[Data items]
■ ■ ■

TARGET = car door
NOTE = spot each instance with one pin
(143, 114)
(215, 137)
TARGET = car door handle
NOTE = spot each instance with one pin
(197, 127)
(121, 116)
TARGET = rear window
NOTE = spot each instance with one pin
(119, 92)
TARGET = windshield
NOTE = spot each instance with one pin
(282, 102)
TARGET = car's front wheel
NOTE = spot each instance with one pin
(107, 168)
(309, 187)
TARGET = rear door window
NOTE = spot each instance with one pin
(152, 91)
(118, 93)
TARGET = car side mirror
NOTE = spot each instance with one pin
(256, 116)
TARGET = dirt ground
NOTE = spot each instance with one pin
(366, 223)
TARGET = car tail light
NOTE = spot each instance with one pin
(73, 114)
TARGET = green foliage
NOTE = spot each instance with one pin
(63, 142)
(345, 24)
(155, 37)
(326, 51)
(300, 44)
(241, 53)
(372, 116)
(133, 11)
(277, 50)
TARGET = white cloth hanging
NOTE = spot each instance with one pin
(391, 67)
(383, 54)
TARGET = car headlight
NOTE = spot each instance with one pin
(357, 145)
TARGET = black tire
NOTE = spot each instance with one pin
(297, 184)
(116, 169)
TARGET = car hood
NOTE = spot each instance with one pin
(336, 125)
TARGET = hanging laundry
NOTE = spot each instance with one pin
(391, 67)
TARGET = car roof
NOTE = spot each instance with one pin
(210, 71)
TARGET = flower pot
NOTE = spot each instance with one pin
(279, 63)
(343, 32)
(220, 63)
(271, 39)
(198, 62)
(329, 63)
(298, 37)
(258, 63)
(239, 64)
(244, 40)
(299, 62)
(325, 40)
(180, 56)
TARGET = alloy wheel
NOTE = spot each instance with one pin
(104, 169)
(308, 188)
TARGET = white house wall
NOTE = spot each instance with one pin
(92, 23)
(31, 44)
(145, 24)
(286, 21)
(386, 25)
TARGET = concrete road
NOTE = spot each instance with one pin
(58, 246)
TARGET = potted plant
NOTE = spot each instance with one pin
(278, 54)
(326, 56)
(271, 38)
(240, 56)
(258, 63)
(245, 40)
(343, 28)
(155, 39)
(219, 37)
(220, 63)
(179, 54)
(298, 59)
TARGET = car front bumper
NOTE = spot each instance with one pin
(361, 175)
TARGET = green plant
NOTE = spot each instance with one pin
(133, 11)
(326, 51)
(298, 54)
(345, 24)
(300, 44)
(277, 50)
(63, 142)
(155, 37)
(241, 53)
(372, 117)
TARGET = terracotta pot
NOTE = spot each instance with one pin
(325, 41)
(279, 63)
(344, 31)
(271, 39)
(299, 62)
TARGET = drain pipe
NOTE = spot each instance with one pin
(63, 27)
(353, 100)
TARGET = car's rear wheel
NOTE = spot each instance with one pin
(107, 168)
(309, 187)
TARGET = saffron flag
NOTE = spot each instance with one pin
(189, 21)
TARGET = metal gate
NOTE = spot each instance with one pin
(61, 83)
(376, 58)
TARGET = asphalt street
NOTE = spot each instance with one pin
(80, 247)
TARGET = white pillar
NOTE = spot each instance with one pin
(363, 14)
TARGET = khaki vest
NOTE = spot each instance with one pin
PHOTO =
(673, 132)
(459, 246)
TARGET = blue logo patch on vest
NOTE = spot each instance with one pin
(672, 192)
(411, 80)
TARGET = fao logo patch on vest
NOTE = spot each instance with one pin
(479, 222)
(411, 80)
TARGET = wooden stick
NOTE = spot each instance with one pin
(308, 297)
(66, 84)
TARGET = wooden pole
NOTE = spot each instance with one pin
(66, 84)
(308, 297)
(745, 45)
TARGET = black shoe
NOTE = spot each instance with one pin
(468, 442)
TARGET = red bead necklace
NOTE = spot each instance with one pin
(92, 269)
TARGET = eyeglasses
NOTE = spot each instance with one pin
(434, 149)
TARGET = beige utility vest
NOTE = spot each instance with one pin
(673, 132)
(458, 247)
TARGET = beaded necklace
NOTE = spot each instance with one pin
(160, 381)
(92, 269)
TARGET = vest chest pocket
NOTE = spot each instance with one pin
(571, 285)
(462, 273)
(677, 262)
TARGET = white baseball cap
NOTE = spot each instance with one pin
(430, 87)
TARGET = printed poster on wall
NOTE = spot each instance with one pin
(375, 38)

■ ■ ■

■ **Objective**:
Repeat the lines above word for word, from the line with "TARGET = vest chest pocket" through the end of the material, and nothing else.

■ **Task solution**:
TARGET = vest chest pocket
NOTE = spot each instance with one pin
(571, 285)
(462, 273)
(677, 262)
TARGET = white baseball cap
NOTE = spot each instance with one pin
(430, 87)
TARGET = printed poster on wall
NOTE = spot each instance with one pin
(375, 38)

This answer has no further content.